> The data:
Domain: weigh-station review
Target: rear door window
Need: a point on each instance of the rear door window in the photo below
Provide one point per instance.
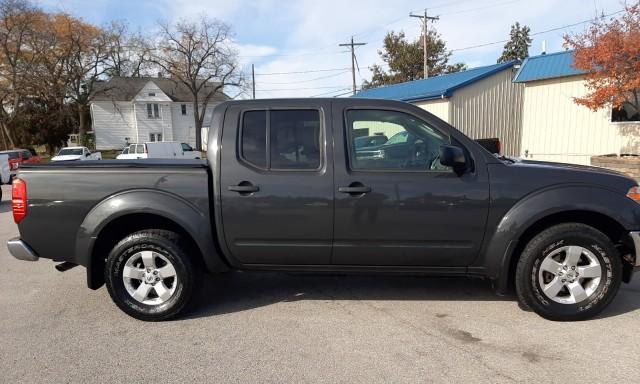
(282, 139)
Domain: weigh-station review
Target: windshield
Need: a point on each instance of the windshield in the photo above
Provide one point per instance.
(70, 151)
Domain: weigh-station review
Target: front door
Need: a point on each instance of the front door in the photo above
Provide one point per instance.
(277, 184)
(395, 204)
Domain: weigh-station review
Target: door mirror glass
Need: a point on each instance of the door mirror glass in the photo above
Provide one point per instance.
(452, 156)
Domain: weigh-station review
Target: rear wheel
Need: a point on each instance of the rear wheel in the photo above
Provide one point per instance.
(568, 272)
(150, 275)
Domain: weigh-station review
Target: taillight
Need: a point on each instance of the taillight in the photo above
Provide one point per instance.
(634, 194)
(19, 200)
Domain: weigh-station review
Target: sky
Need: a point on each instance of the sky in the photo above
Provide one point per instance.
(294, 44)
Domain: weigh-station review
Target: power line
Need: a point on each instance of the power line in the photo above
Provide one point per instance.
(353, 59)
(297, 72)
(533, 34)
(305, 81)
(337, 90)
(481, 8)
(298, 89)
(425, 23)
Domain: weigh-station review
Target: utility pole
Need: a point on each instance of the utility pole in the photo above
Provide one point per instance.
(253, 81)
(353, 60)
(425, 20)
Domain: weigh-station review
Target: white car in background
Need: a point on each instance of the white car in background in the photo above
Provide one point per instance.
(76, 153)
(159, 150)
(5, 171)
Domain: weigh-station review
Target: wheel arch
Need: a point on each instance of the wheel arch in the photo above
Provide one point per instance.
(606, 210)
(134, 210)
(605, 224)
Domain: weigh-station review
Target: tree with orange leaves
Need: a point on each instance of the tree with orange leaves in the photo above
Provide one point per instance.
(609, 51)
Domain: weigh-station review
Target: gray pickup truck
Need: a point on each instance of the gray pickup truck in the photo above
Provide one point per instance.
(285, 188)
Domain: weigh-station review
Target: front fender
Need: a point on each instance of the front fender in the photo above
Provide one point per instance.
(196, 223)
(499, 250)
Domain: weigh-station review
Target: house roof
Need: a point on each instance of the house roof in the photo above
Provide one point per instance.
(126, 88)
(548, 66)
(434, 87)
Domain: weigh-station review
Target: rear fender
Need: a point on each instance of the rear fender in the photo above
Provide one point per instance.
(169, 206)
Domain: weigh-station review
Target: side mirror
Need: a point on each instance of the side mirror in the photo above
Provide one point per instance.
(452, 156)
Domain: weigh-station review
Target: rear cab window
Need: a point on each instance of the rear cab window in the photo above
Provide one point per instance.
(284, 139)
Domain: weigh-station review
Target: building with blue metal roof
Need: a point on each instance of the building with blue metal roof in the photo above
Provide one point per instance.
(554, 126)
(482, 102)
(548, 66)
(438, 87)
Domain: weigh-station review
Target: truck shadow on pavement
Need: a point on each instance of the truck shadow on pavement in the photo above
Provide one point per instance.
(240, 291)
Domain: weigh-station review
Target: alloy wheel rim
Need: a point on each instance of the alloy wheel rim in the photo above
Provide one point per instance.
(149, 278)
(570, 274)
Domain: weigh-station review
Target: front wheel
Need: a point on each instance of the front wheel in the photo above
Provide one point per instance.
(150, 275)
(568, 272)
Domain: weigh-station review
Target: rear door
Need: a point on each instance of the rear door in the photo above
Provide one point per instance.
(277, 183)
(395, 204)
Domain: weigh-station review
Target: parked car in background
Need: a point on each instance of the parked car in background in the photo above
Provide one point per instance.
(76, 153)
(21, 156)
(5, 171)
(159, 150)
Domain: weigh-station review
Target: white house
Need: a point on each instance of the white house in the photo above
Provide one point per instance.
(555, 128)
(139, 109)
(482, 102)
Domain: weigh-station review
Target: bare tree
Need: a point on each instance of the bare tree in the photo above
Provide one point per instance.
(129, 54)
(85, 63)
(17, 21)
(200, 56)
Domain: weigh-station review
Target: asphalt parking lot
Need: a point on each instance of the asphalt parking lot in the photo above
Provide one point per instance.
(270, 327)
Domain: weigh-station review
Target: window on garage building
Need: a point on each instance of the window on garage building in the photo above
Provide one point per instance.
(293, 139)
(627, 112)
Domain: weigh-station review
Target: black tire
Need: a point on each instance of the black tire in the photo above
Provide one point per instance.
(551, 241)
(169, 245)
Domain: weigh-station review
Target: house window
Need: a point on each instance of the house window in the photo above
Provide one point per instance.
(293, 139)
(626, 112)
(153, 111)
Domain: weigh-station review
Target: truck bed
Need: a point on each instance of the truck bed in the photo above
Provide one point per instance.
(62, 196)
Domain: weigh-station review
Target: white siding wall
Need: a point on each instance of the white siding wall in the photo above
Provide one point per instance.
(147, 125)
(183, 130)
(557, 129)
(440, 108)
(112, 123)
(491, 107)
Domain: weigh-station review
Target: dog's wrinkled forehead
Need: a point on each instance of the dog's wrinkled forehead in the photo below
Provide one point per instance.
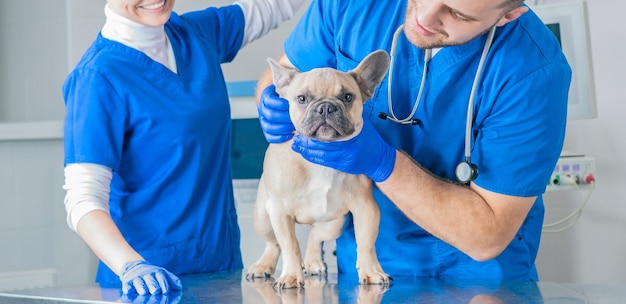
(324, 82)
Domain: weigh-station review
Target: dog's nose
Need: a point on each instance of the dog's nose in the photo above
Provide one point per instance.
(326, 108)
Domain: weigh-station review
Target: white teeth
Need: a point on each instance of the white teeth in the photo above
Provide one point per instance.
(155, 6)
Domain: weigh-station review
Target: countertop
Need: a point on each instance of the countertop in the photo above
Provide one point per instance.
(232, 287)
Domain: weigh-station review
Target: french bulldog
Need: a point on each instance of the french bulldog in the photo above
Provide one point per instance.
(324, 104)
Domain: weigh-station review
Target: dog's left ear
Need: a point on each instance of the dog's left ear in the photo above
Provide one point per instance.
(281, 75)
(370, 72)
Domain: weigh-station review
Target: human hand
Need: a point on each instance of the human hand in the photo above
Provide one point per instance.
(367, 153)
(274, 116)
(145, 278)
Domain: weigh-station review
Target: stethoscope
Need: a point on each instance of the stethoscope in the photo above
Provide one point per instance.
(465, 171)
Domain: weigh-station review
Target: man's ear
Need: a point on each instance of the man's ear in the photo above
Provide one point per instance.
(512, 15)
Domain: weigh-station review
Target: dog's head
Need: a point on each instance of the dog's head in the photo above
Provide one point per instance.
(327, 104)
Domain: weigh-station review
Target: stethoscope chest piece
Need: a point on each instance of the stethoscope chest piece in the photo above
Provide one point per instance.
(466, 172)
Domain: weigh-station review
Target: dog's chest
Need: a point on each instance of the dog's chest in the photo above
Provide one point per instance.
(322, 198)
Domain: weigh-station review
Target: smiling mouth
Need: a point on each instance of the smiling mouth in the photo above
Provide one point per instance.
(154, 6)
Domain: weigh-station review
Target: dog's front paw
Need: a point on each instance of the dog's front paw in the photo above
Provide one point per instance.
(289, 281)
(315, 267)
(259, 271)
(374, 276)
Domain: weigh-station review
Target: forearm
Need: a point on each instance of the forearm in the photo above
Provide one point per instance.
(456, 214)
(261, 16)
(103, 237)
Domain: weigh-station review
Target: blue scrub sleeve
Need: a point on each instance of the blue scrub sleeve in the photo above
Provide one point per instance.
(520, 138)
(94, 123)
(313, 36)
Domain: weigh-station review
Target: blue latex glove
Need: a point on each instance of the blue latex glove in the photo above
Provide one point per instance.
(367, 153)
(274, 116)
(145, 278)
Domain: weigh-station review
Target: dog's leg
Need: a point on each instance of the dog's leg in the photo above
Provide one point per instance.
(366, 219)
(284, 227)
(265, 266)
(322, 231)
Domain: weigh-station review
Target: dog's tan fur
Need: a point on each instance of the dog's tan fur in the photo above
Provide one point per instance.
(324, 104)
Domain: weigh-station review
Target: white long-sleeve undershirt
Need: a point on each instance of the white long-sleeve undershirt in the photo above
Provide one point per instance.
(87, 189)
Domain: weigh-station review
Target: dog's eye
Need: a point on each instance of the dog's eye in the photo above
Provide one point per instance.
(347, 98)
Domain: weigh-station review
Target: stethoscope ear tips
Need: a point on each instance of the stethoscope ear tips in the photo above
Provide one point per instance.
(466, 172)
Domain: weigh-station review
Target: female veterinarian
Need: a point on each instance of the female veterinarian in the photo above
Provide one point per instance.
(147, 169)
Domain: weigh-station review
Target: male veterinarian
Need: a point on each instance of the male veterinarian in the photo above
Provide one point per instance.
(445, 212)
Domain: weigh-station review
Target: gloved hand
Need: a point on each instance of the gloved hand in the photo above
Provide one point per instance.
(367, 153)
(148, 279)
(274, 116)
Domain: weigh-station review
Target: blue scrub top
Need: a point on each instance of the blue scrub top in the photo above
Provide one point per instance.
(166, 137)
(518, 125)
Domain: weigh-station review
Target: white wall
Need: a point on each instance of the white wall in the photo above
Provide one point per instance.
(593, 250)
(38, 51)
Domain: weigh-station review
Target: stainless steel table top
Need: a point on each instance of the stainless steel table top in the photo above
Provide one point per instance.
(232, 287)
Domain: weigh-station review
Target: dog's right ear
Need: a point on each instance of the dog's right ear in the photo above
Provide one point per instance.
(281, 75)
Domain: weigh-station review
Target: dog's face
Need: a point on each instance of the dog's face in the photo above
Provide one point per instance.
(327, 104)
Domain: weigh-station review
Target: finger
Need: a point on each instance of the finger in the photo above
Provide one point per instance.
(152, 283)
(274, 128)
(174, 282)
(269, 98)
(127, 287)
(140, 286)
(274, 115)
(162, 281)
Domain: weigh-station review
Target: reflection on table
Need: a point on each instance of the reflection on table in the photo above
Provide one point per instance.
(232, 287)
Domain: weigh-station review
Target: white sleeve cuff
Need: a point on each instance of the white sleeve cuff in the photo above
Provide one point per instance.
(87, 189)
(261, 16)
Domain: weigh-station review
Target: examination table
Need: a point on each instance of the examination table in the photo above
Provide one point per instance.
(232, 287)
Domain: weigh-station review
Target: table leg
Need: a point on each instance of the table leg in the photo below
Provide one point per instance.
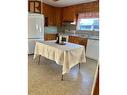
(79, 65)
(39, 59)
(62, 78)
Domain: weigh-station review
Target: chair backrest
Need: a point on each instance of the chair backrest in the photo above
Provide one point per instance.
(92, 49)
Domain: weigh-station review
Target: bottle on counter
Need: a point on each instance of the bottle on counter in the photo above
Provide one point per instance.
(57, 38)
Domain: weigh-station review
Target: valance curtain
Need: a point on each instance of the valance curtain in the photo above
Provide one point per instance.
(88, 15)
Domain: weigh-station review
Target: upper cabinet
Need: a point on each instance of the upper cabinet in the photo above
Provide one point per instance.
(34, 7)
(52, 14)
(55, 16)
(68, 13)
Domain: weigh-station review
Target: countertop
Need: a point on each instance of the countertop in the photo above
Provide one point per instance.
(84, 36)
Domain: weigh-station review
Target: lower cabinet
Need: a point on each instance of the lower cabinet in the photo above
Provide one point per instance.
(50, 37)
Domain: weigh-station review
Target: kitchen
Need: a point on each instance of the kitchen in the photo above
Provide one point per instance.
(65, 17)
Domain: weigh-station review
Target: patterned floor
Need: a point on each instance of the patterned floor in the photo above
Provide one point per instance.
(45, 78)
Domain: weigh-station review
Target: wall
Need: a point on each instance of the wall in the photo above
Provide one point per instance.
(82, 8)
(50, 30)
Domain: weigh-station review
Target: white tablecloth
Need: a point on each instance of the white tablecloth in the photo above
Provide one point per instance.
(67, 55)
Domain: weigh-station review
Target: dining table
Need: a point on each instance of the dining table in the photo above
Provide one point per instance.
(68, 54)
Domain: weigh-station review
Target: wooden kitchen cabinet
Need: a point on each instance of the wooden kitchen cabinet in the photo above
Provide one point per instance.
(53, 15)
(34, 6)
(68, 14)
(78, 40)
(49, 37)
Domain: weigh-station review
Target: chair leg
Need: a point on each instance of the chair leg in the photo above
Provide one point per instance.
(39, 59)
(62, 78)
(79, 65)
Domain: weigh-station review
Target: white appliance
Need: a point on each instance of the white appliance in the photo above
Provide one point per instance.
(35, 30)
(92, 49)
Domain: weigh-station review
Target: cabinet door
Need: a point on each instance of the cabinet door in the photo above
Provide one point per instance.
(69, 13)
(50, 36)
(83, 41)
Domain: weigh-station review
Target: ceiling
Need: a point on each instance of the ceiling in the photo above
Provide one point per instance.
(63, 3)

> Activity: Using the data above, extract exactly the lines from the one that holds "Target: dining table" to the one that holds "Need: a point on each instance of the white appliance", both ends included, and no others.

> Completed exercise:
Target: dining table
Need: a point on each instance of the dining table in the photo above
Provide one point per instance.
(68, 54)
Domain: weigh-station review
Target: wooden kitchen cabinet
Need: a point on each instance of the wooden kitchen cabinet in the photo above
Provide one point per instance.
(53, 15)
(34, 6)
(68, 14)
(78, 40)
(49, 37)
Domain: weigh-station review
Target: chair leg
Need: a point on each instance of the chair leg in the photo above
Provide one point per instance.
(39, 59)
(62, 78)
(79, 65)
Domain: weigh-station review
Target: white appliance
Need: a point on each instance of the white appliance in the photo above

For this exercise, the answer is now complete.